== Items
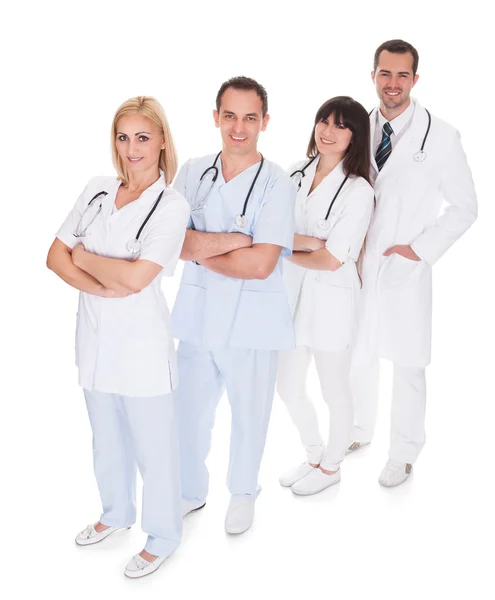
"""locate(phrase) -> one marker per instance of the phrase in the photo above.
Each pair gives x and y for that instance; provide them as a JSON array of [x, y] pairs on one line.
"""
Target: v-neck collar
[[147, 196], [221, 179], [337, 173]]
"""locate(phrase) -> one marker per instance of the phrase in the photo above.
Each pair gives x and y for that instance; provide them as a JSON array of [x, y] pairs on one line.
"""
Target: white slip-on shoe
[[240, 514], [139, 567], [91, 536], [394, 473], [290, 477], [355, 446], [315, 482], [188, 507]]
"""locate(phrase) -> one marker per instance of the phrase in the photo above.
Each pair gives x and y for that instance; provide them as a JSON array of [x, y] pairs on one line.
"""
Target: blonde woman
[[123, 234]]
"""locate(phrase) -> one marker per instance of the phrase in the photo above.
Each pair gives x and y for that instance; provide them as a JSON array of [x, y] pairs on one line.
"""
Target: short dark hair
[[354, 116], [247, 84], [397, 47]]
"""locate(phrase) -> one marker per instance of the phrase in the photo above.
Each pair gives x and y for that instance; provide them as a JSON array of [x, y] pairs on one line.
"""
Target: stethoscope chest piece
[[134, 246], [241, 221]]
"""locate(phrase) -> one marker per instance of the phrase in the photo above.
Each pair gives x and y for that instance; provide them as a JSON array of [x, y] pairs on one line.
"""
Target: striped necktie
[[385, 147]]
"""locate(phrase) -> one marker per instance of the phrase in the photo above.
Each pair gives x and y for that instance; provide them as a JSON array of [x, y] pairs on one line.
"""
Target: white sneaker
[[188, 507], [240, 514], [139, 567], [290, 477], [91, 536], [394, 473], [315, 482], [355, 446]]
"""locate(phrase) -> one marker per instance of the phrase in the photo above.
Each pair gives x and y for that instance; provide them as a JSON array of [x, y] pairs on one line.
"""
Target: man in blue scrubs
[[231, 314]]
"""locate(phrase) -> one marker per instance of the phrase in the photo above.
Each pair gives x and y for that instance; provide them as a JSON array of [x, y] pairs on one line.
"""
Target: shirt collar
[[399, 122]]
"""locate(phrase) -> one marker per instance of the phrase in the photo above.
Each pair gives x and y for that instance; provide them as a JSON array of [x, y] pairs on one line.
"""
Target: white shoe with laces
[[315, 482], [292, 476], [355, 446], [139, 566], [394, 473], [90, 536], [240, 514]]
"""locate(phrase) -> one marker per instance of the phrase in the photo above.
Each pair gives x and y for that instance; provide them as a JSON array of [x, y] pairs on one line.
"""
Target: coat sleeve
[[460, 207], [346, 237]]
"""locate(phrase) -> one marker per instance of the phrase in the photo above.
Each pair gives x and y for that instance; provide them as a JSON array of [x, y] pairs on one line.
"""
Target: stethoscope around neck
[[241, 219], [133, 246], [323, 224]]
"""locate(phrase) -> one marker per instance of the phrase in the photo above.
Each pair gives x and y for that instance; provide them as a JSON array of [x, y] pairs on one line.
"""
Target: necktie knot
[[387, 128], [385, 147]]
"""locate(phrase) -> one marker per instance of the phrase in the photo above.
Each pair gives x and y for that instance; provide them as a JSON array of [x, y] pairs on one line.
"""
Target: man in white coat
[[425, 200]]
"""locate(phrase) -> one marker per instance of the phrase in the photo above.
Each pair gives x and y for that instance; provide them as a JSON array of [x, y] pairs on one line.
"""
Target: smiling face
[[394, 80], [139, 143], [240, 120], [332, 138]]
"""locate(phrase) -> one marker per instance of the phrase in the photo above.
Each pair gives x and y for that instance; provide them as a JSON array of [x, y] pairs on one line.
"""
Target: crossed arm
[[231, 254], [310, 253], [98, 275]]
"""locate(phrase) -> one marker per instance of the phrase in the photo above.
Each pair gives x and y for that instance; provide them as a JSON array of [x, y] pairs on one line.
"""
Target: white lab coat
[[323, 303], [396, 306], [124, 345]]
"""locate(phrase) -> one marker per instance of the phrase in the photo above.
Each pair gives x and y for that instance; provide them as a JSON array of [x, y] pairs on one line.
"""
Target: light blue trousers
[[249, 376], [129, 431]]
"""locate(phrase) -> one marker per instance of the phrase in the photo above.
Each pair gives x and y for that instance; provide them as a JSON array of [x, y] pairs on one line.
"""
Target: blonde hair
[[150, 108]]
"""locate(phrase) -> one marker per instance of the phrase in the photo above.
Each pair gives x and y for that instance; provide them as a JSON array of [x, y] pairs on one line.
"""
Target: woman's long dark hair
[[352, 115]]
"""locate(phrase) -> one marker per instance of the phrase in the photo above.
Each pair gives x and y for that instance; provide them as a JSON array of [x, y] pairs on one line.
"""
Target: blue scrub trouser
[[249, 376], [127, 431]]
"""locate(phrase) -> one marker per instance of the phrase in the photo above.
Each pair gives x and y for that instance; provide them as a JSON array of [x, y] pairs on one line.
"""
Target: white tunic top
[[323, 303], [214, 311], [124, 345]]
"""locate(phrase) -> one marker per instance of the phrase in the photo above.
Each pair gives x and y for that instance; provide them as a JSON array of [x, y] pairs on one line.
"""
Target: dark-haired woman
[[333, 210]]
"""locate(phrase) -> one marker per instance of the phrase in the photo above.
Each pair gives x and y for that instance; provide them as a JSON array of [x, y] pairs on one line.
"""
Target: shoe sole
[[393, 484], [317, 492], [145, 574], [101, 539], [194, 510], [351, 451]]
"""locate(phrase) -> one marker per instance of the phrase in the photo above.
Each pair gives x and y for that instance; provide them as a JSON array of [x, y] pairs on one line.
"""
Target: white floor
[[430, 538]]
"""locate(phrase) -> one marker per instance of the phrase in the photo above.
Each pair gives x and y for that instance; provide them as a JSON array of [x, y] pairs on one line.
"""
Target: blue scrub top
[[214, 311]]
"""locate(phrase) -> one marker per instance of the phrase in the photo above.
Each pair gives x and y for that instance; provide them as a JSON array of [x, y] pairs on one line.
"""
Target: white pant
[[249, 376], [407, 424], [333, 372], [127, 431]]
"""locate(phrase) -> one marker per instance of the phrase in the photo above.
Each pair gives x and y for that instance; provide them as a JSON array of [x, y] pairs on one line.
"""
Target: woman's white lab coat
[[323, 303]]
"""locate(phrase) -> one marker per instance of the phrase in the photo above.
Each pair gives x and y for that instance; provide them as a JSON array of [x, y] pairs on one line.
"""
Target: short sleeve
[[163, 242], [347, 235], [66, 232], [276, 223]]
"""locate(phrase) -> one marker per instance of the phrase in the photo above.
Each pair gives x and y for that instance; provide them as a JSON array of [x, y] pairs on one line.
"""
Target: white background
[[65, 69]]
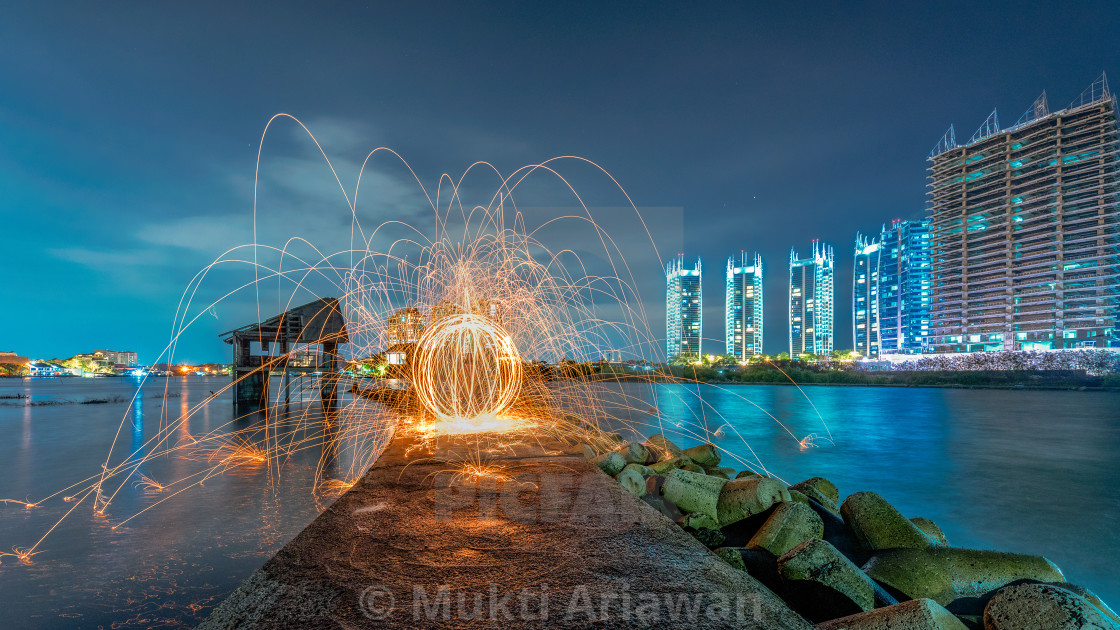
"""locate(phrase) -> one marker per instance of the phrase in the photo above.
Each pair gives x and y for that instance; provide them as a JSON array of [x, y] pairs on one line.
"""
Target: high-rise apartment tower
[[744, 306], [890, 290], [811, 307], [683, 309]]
====
== Items
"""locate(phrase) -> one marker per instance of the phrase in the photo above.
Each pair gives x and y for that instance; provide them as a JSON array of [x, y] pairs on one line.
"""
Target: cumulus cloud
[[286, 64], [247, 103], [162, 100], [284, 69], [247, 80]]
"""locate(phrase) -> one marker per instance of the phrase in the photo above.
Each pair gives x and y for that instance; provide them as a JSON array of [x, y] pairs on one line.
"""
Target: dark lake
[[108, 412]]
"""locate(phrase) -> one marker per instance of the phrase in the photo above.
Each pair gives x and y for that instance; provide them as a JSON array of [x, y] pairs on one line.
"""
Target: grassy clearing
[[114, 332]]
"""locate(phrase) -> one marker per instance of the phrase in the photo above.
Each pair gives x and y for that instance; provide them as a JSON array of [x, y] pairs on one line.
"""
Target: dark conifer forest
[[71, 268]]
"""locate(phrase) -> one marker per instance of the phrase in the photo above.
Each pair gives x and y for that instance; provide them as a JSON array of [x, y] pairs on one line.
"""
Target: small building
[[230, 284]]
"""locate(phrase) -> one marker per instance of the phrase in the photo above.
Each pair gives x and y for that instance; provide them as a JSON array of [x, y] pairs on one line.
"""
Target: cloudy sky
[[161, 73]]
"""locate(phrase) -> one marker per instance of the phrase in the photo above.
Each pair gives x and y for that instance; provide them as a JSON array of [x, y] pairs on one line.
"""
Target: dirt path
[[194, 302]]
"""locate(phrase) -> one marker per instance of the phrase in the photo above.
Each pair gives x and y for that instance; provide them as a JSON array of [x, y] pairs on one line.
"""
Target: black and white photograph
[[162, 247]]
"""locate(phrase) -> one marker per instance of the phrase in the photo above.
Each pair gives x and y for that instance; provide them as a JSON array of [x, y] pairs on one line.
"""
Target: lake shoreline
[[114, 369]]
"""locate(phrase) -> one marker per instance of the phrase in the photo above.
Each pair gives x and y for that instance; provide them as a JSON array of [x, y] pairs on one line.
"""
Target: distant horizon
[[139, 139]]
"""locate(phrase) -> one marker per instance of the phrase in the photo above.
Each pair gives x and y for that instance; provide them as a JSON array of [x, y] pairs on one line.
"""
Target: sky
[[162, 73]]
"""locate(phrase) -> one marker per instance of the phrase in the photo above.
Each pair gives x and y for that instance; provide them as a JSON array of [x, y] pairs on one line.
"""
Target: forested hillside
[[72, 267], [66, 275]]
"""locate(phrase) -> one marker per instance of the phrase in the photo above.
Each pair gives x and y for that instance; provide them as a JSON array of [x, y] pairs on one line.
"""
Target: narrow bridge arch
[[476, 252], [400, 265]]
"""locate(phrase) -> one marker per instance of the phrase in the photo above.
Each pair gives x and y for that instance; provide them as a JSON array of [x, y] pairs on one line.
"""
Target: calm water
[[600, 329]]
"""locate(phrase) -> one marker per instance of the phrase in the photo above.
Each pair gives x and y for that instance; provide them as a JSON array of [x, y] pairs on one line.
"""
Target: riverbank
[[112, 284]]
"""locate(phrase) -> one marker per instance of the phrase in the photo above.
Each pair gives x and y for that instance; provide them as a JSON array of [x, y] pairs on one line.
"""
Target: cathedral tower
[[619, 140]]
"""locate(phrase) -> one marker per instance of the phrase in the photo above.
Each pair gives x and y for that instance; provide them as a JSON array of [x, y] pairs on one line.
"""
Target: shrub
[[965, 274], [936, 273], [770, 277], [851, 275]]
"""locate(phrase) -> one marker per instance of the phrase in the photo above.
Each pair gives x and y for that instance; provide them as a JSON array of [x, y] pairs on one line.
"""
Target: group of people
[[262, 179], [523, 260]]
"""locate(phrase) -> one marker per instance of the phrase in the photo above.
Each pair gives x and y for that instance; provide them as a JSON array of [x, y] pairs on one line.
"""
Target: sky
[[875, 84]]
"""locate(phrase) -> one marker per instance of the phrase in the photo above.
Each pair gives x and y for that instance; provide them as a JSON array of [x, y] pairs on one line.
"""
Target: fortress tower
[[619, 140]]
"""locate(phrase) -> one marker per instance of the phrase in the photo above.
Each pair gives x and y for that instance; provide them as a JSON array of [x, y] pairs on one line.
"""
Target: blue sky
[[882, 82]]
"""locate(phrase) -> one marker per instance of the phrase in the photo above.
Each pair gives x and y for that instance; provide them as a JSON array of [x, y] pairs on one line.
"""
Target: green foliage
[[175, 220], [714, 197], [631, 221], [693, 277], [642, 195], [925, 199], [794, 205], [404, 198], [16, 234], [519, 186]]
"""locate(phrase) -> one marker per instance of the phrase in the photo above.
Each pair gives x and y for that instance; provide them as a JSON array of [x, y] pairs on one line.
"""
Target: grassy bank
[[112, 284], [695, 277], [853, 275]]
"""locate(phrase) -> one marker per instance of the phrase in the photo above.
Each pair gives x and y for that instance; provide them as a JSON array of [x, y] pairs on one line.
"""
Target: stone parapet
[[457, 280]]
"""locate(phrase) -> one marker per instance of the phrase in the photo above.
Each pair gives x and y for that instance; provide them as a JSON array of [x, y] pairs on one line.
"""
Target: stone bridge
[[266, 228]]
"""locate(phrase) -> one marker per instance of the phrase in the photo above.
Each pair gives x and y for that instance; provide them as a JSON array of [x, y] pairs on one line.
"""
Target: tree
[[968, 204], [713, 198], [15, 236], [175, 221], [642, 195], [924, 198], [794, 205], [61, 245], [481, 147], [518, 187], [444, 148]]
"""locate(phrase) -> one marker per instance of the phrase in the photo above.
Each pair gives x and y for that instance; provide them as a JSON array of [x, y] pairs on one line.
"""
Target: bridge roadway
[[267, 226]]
====
Problem description
Collect every line of the records that contains the word "blue", treating uppercase and lowercase as different.

Correct answer
Target: man in blue scrubs
Target: light blue trousers
Target: blue scrub trouser
Target: blue scrub top
Target: blue sky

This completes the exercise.